Problem details →
Show every line from the entries below that holds the word "chair", and treat upper- and lowercase as different.

Extracted entries →
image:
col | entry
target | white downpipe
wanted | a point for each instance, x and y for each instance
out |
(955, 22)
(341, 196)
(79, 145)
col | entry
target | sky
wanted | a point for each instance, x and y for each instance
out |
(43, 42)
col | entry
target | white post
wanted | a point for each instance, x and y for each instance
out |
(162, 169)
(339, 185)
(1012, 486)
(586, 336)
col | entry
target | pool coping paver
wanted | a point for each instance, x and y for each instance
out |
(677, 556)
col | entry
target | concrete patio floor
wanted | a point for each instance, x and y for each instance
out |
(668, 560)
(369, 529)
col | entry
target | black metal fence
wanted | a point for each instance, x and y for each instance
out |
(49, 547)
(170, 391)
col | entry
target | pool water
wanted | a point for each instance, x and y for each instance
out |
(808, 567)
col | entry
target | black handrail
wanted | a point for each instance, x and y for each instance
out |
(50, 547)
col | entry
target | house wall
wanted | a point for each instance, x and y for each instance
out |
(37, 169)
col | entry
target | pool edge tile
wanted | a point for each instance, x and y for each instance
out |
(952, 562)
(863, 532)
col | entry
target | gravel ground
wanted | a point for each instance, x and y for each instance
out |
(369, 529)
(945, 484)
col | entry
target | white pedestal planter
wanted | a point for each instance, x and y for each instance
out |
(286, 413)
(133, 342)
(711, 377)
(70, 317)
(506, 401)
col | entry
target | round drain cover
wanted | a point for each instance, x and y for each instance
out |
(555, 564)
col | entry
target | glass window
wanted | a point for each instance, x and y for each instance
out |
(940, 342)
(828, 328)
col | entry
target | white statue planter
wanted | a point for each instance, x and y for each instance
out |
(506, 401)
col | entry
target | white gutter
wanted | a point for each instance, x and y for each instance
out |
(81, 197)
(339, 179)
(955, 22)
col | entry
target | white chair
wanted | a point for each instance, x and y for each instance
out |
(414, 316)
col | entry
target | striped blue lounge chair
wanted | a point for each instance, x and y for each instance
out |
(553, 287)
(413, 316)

Result for this exercise →
target | white chair
target | striped blue lounge chair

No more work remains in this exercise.